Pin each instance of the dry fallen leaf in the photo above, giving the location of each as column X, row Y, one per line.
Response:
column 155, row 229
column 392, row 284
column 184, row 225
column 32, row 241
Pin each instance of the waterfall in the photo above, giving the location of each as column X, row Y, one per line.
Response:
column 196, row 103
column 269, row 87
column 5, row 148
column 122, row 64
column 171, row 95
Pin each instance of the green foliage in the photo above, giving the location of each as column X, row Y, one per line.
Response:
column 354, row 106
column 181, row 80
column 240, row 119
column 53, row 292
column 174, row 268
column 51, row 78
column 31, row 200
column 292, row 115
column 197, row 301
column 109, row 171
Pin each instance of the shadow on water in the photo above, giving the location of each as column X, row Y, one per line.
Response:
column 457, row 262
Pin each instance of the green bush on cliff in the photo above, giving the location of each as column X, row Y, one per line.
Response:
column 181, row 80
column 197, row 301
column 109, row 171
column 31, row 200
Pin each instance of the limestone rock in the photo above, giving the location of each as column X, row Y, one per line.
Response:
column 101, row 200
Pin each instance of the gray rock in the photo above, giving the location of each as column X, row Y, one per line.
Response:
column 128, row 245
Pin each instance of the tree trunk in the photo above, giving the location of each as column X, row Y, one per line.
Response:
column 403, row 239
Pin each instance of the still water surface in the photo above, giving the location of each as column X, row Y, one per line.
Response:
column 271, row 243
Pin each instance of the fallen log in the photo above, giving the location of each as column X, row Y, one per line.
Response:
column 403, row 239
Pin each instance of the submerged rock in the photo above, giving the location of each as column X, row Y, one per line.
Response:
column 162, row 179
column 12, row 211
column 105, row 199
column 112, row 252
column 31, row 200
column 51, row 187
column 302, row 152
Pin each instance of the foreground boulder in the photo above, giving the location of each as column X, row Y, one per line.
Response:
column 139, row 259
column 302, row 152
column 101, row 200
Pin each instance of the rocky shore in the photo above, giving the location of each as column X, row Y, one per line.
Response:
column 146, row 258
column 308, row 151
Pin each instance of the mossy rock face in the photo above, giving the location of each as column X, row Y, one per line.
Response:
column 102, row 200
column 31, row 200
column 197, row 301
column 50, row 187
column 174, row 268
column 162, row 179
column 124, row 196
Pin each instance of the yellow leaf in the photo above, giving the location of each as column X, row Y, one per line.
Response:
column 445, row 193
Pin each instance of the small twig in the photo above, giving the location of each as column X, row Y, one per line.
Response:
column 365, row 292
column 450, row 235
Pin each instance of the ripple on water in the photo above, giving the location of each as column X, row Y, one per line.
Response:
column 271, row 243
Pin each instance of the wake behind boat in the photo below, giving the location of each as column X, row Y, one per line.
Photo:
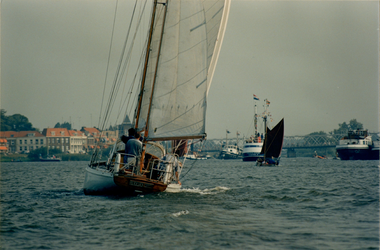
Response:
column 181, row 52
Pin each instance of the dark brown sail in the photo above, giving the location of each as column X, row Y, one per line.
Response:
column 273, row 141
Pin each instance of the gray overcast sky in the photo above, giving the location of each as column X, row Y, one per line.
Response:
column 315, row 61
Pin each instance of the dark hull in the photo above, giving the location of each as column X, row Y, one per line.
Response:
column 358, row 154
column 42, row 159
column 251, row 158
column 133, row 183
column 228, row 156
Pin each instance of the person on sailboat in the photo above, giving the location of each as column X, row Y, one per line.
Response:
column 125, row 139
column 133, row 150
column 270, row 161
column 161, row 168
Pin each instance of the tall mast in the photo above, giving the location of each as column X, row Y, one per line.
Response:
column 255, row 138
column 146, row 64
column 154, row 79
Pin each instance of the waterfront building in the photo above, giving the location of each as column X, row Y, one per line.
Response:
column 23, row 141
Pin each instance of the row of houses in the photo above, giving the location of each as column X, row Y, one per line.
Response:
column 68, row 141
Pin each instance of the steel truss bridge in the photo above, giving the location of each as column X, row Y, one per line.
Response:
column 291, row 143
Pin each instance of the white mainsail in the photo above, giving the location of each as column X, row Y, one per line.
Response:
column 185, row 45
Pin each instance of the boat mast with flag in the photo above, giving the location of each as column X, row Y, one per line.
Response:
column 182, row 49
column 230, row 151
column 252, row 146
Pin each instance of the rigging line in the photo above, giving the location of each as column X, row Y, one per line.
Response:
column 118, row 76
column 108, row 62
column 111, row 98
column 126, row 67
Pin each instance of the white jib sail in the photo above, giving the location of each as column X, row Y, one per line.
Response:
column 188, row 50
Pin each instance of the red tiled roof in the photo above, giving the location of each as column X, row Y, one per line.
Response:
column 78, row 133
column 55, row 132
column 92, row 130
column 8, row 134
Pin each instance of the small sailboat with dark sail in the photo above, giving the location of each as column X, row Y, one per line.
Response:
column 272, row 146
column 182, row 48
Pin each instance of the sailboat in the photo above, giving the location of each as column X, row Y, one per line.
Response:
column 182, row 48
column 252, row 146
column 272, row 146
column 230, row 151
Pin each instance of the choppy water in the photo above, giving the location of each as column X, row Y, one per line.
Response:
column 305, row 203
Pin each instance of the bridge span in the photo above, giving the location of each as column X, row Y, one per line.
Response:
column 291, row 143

==

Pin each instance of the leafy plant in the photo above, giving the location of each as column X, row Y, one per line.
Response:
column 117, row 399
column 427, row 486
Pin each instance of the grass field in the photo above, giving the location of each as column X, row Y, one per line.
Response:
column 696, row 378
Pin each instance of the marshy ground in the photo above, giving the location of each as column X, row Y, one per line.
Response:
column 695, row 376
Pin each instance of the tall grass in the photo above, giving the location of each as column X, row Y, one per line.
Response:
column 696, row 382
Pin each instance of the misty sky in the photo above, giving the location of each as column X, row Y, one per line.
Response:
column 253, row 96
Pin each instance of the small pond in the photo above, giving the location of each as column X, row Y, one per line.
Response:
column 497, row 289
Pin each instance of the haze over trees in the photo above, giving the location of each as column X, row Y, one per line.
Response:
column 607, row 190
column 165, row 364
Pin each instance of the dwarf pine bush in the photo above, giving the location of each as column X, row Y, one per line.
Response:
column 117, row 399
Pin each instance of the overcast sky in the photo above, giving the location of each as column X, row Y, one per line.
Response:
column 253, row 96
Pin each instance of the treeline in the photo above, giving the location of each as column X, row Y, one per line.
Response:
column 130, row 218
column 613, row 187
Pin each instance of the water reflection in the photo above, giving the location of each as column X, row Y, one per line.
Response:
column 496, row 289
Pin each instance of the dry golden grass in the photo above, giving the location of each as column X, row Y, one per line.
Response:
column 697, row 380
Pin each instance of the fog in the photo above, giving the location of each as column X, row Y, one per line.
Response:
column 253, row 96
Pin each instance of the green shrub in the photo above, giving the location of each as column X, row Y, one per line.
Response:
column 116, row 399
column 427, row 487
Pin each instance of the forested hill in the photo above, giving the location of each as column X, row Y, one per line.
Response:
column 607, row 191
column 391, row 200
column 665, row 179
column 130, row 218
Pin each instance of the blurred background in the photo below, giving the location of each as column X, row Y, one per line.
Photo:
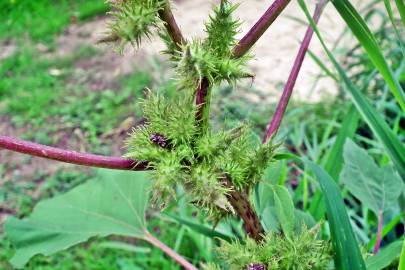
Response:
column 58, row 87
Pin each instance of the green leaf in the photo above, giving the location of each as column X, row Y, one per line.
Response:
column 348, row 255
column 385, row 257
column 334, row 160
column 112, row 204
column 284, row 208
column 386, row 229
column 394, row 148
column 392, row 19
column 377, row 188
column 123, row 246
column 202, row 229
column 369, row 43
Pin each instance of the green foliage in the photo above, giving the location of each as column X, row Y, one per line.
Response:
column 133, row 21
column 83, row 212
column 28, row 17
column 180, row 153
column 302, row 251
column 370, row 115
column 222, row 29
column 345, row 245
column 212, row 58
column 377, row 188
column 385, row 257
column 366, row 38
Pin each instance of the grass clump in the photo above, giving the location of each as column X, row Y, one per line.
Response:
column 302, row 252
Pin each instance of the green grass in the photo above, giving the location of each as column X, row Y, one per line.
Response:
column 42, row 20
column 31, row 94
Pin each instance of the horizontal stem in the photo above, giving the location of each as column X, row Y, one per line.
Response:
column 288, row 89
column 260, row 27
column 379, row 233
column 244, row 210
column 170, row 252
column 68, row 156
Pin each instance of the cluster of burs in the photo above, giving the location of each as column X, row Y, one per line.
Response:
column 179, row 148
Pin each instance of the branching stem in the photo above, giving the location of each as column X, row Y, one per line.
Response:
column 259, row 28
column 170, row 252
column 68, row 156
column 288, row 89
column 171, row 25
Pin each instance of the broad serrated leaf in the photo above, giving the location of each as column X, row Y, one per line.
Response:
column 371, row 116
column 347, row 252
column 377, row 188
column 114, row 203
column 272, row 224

**WHAT THE TASK ASKS:**
From the data, list each line in which the string "green" appears.

**WRITTEN ANSWER:**
Pin each instance of the green foliage in the photo above, giving the location of each as column X, row Y, one per line.
Pin each instance of the green bush on cliff in the photo above, giving the location of each as column X, row Y, one per line.
Pin each instance of the green shrub in the photo above, giving the location of each as column X, row Y, one per line.
Pin each instance of the green leaf in the photo above, giving the location of each as column X, row Y, one per line.
Pin each instance of the green foliage in the photo above, giving the location of each as column X, row Y, one per line.
Pin each instance of the green grass in the photo above, giving the location of each as column X, row Y, one per line.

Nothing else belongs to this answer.